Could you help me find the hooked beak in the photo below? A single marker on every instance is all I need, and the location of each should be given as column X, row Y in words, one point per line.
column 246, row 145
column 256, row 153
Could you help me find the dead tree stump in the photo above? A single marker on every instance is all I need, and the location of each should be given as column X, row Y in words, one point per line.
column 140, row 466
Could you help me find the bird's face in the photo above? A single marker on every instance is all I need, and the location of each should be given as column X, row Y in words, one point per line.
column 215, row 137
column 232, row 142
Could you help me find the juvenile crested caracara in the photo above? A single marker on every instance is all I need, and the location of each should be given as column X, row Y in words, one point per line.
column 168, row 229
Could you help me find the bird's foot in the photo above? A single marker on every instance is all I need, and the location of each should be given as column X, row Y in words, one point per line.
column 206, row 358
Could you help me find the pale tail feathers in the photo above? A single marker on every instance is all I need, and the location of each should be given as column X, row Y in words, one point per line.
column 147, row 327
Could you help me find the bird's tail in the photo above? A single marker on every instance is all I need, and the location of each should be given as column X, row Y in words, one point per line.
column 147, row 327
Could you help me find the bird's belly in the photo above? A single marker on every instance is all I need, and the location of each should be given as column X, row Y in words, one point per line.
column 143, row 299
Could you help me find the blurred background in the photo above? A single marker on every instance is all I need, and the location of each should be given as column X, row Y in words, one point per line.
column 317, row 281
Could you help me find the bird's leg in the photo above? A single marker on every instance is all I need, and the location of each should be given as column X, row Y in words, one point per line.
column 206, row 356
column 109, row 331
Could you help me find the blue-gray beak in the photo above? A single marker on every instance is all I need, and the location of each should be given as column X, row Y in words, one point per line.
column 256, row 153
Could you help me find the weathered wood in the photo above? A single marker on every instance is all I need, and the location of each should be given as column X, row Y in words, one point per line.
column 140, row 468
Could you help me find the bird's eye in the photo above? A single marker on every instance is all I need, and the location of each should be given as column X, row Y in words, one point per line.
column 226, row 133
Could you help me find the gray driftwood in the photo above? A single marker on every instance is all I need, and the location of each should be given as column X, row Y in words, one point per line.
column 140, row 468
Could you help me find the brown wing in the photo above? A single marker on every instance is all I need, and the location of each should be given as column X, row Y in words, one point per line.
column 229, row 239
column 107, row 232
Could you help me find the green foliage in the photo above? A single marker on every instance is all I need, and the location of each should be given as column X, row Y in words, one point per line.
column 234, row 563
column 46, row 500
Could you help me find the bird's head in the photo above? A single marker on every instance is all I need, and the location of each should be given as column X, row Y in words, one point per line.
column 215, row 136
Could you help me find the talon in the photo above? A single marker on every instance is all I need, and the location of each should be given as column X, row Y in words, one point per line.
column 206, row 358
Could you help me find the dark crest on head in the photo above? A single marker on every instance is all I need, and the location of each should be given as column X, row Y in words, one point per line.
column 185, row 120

◆ **DESCRIPTION OF THE TASK**
Can you arrange the stretch of entries from the line containing "Could you help me find the dark" through the end of the entries as a Markdown table with the columns Row and Line, numbering each row and leaving out blank lines?

◆ **SOLUTION TO THE EXERCISE**
| Row | Line |
|---|---|
| 1 | Could you help me find the dark crest on head in the photo above? A single marker on every instance is all I need, and the location of each should be given as column X, row Y in words, one point per line. |
| 2 | column 185, row 120 |